Directions for this task: Output every entry exactly as written, skipping any pictures.
**** Extracted data
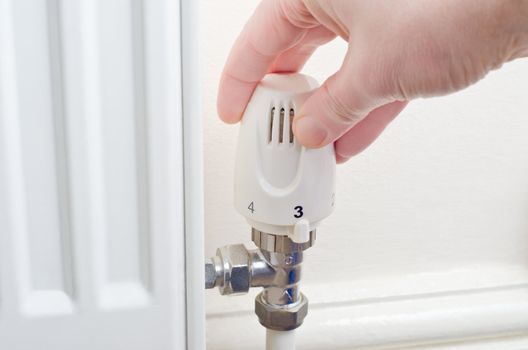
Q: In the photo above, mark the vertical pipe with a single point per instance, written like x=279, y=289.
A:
x=280, y=340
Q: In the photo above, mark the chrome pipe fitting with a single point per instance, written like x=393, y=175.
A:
x=275, y=266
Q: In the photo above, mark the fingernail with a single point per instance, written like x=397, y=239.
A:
x=310, y=131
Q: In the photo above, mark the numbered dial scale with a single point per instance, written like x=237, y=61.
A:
x=281, y=187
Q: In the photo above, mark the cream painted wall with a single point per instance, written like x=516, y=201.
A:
x=439, y=201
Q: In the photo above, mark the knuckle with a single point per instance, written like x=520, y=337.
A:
x=343, y=112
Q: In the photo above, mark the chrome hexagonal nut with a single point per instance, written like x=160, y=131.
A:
x=281, y=318
x=237, y=275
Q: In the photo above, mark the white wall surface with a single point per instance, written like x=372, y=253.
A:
x=429, y=240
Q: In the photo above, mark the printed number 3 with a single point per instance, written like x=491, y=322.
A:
x=299, y=211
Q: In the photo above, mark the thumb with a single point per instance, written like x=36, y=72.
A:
x=341, y=102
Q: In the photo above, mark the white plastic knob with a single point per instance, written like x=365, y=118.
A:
x=280, y=186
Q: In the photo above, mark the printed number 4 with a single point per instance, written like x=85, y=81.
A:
x=299, y=211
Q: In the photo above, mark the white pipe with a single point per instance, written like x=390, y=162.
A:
x=280, y=340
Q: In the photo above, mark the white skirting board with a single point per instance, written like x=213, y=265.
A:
x=463, y=309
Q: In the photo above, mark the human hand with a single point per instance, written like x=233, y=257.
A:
x=397, y=51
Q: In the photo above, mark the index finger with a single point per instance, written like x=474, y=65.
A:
x=267, y=34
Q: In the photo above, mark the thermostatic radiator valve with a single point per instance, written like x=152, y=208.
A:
x=284, y=190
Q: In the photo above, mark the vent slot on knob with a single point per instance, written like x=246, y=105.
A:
x=281, y=125
x=270, y=137
x=292, y=112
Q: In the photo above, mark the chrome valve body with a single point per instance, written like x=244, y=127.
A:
x=275, y=266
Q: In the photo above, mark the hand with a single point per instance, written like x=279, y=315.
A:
x=397, y=51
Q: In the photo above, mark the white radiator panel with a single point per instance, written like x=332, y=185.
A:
x=92, y=245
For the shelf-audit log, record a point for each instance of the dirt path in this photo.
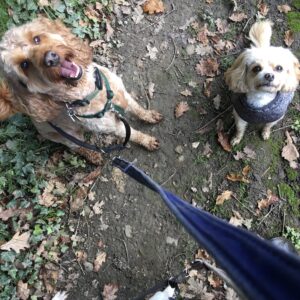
(143, 243)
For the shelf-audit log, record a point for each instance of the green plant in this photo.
(86, 18)
(293, 235)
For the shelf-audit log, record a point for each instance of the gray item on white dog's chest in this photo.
(271, 112)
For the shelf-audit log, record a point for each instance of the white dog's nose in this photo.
(269, 77)
(51, 59)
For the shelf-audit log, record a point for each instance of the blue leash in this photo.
(259, 269)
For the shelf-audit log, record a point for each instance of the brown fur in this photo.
(41, 90)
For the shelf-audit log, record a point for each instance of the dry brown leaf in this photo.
(17, 243)
(202, 35)
(23, 291)
(284, 8)
(181, 108)
(246, 170)
(263, 9)
(109, 292)
(289, 151)
(271, 199)
(214, 281)
(223, 139)
(208, 67)
(289, 37)
(207, 87)
(226, 195)
(153, 7)
(238, 16)
(99, 260)
(186, 93)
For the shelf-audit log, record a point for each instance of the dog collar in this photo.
(271, 112)
(109, 106)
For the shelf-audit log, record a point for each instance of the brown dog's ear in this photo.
(6, 106)
(235, 76)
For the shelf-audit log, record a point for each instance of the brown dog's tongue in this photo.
(69, 69)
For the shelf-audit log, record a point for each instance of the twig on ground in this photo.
(216, 117)
(126, 250)
(174, 55)
(170, 177)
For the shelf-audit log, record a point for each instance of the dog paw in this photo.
(235, 141)
(152, 117)
(152, 144)
(266, 134)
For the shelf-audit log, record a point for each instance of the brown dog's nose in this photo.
(269, 77)
(51, 59)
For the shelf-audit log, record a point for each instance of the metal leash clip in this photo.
(70, 112)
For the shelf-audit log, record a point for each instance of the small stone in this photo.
(171, 241)
(128, 231)
(179, 149)
(181, 158)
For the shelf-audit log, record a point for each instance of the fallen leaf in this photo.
(289, 151)
(289, 37)
(98, 207)
(152, 52)
(271, 199)
(153, 7)
(284, 8)
(99, 260)
(60, 296)
(207, 87)
(118, 178)
(238, 16)
(226, 195)
(17, 243)
(151, 89)
(181, 108)
(208, 67)
(223, 139)
(263, 8)
(202, 35)
(109, 292)
(186, 93)
(214, 281)
(222, 25)
(23, 291)
(217, 102)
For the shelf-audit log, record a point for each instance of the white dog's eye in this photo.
(36, 39)
(24, 64)
(256, 69)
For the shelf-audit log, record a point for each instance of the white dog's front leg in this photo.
(241, 126)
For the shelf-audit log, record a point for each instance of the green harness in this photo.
(109, 105)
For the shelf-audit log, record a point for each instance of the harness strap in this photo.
(94, 147)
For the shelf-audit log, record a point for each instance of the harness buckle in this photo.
(71, 112)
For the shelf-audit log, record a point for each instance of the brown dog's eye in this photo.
(36, 39)
(24, 64)
(256, 69)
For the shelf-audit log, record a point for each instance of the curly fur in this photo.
(39, 87)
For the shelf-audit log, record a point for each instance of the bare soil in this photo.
(135, 227)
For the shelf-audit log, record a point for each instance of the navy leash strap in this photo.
(260, 270)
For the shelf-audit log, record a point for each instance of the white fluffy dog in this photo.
(267, 77)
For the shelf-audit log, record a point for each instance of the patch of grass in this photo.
(293, 21)
(296, 3)
(286, 192)
(86, 18)
(293, 235)
(3, 17)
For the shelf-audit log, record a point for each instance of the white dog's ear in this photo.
(235, 76)
(260, 34)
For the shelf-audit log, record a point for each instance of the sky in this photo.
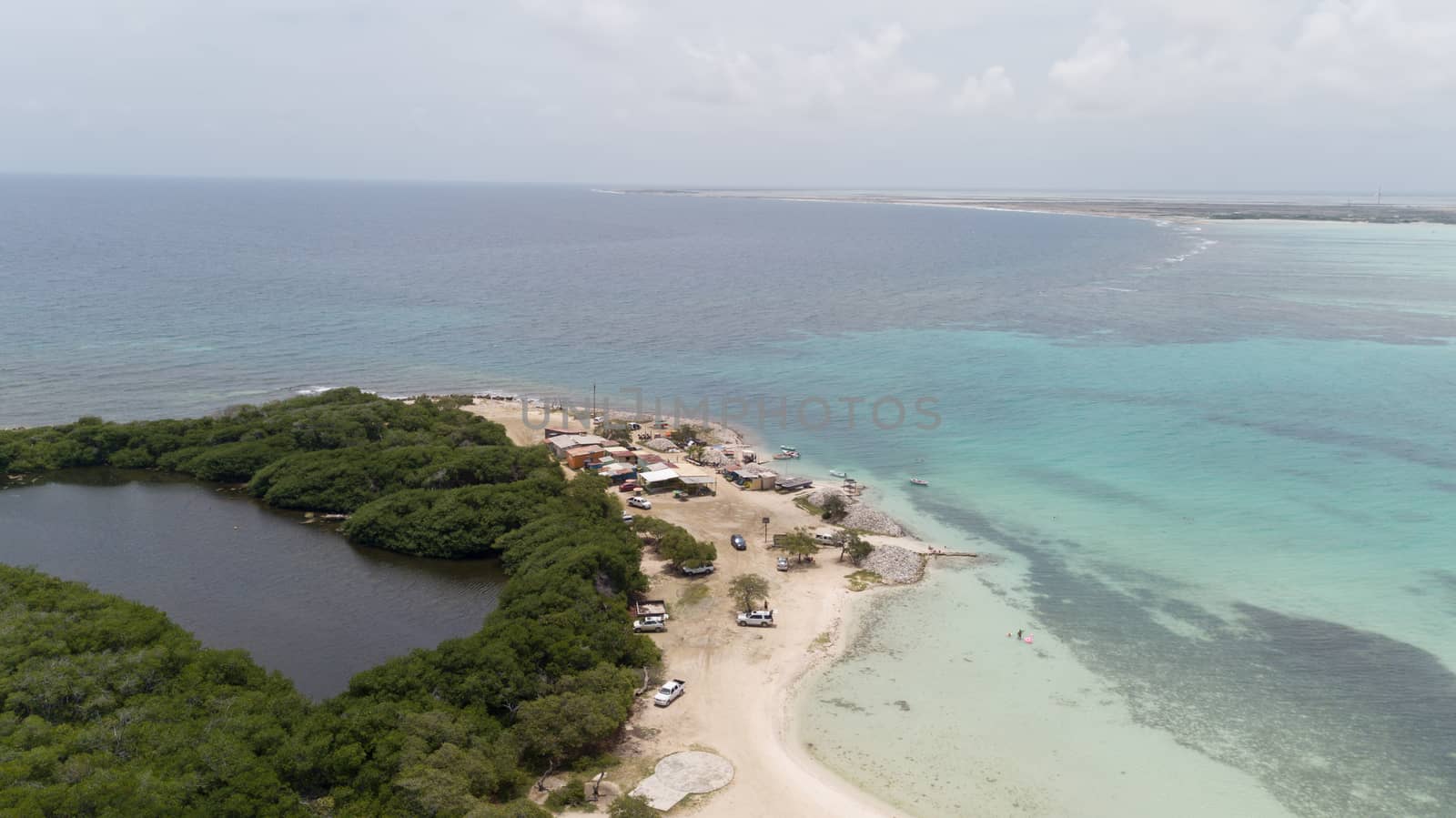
(1249, 95)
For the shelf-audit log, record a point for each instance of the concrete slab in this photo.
(682, 774)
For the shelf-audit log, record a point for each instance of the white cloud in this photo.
(859, 76)
(983, 92)
(1096, 75)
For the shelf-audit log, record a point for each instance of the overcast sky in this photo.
(1317, 95)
********
Response:
Q: In the photo above, mark the vertical pipe with a single point per instance, written like x=279, y=289.
A:
x=280, y=340
Q: In the photo above, mark the chrome pipe fitting with a single point per instance, written like x=393, y=175.
A:
x=275, y=266
Q: In the photo above, mark the fingernail with a single point per instance, written like x=397, y=239.
A:
x=310, y=131
Q: In the photo above, mark the numbered dial scale with a single point per instance, written like x=237, y=61.
A:
x=281, y=187
Q: In the photo above, mark the cream painted wall with a single point per instance, written like x=516, y=201.
A:
x=439, y=201
Q: In the photo above, mark the knuckle with a single point per instance, written like x=520, y=337.
A:
x=343, y=112
Q: In the photo above, mark the chrome hexagonal nut with a single point per instance, written like x=160, y=131.
A:
x=281, y=318
x=237, y=275
Q: In the photo above, mark the white wall surface with a single point per instance, written like x=372, y=253.
A:
x=429, y=240
Q: In the photo above, mark the printed number 3 with a single point per instance, written like x=491, y=322.
A:
x=299, y=211
Q: In the photo above, mark the thumb with a single point per instance, written like x=36, y=72.
A:
x=341, y=102
Q: In the photo above, mark the white plastic knob with a single point per instance, written like x=365, y=118.
A:
x=280, y=186
Q: In the photo above, mark the printed number 4 with a single point per instance, written like x=85, y=81.
A:
x=299, y=211
Q: In the photo above, mark the white pipe with a single point per instance, written like x=390, y=162.
A:
x=280, y=340
Q: In the photo above, mark the white skirting board with a single point per instance, written like x=213, y=265.
A:
x=463, y=309
Q: In the photo above, mark the human hand with a single point per instance, written like x=233, y=257.
A:
x=397, y=51
Q: In the photo above, mark the index finger with a single point per instance, written like x=474, y=65.
A:
x=267, y=34
Q: In the photo above, mark the thermostatic radiator valve with a single point per instance, written like x=152, y=208.
A:
x=284, y=190
Q: In the photo above, mark the vent slot on knob with a single point per instance, written like x=246, y=105.
A:
x=281, y=125
x=270, y=137
x=292, y=112
Q: In the photo above, mark the chrome valve body with a single point per instance, written like x=244, y=127.
A:
x=275, y=266
Q: In the photo above, mark the hand with a single point per instance, written like x=279, y=315.
A:
x=397, y=51
Q: In the photo above, mark the white radiator panel with a single point per instance, written like x=332, y=185.
A:
x=92, y=245
For the shelf-audit log, record a point for each instance of the dirt path in this photo.
(143, 243)
For the shelf-audit log, record a point for each instance of the green plant in this photo.
(86, 18)
(293, 235)
For the shelf-audit log, record a point for each instance of the gray item on white dog's chest in this photo.
(271, 112)
For the shelf-audit log, record a point for each instance of the white dog's nose in this photo.
(269, 77)
(51, 59)
For the shelf-audit log, record a point for each instance of the blue leash in this photo.
(259, 269)
For the shelf-audit log, record a point for each instance of the brown fur in this photo.
(41, 90)
For the shelf-audit log, record a point for each instance of the dry brown leaf in this photo.
(17, 243)
(202, 35)
(23, 291)
(284, 8)
(181, 108)
(246, 170)
(263, 9)
(109, 292)
(289, 151)
(271, 199)
(214, 281)
(223, 139)
(208, 67)
(289, 37)
(207, 87)
(226, 195)
(153, 7)
(238, 16)
(99, 260)
(186, 93)
For the shelf-audit log, record a point for each instance of the dog collar in this photo.
(271, 112)
(109, 106)
For the shelf-audit log, record a point for each instance of the brown dog's ear in this photo.
(6, 106)
(235, 76)
For the shelf-audit log, record a point for each instance of the brown dog's tongue in this photo.
(69, 69)
For the shelf-audit log, record a point for each instance of the twig on ground in this photo.
(216, 117)
(126, 250)
(174, 55)
(170, 177)
For the shelf-audit log, record a point for each instance of the dog paw in this photo.
(235, 141)
(152, 117)
(152, 144)
(266, 134)
For the shelf-audit log, record a point for each instance of the brown dog's nose in this photo.
(269, 77)
(51, 59)
For the shelf-audit log, record a point for each instance of the metal leash clip in this photo.
(70, 112)
For the shelf-audit log, record a point for each instance of the small stone in this photo.
(171, 241)
(128, 231)
(179, 149)
(181, 158)
For the shelf-audit log, record a point for each instance of the fallen leaf in this photo.
(289, 151)
(289, 37)
(98, 207)
(152, 52)
(271, 199)
(153, 7)
(284, 8)
(99, 260)
(60, 296)
(207, 87)
(118, 178)
(238, 16)
(226, 195)
(17, 243)
(151, 89)
(181, 108)
(208, 67)
(223, 139)
(263, 8)
(202, 35)
(109, 292)
(186, 93)
(214, 281)
(222, 25)
(23, 291)
(217, 102)
For the shelf-audit log, record a point for each instance of the white dog's eye in this photo.
(36, 39)
(24, 64)
(256, 69)
For the shelf-audit log, record a point for each instance of the white dog's front leg in this photo.
(241, 126)
For the shelf-audit log, record a point for each instance of the green harness in this photo.
(109, 105)
For the shelf-audit log, record a point for each instance of the harness strap in this photo.
(94, 147)
For the shelf-audit log, record a point for each instance of the harness buckle in this photo.
(71, 112)
For the shelf-audit log, record a point for each instance of the brown dog's eye in this photo.
(36, 39)
(24, 64)
(256, 69)
For the shelf-audit log, record a point for each instance of the curly fur in this photo.
(39, 87)
For the shelf-audit log, record a point for each instance of the bare soil in this photo.
(135, 227)
For the shelf-audit log, record a point for each instance of the navy leash strap in this photo.
(260, 270)
For the shelf-audit log, record a point for each instance of the white fluffy dog in this photo.
(267, 77)
For the shelf-audit log, record a point for each instance of the patch of grass in this photo.
(293, 21)
(296, 3)
(286, 192)
(86, 18)
(293, 235)
(3, 17)
For the shelf-audit log, record a point for each instance of the white dog's ear in this photo.
(235, 76)
(260, 34)
For the shelf-audit log, record a point for each instance of the sky in this photo.
(1249, 95)
For the shelf-audit log, record a point for each instance of the concrete slab in this photo.
(682, 774)
For the shelf-audit log, record a point for each instance of the white cloud in this photo.
(859, 76)
(983, 92)
(1096, 75)
For the shelf-audit log, record a point for each instance of the overcast sky in this photo.
(1317, 95)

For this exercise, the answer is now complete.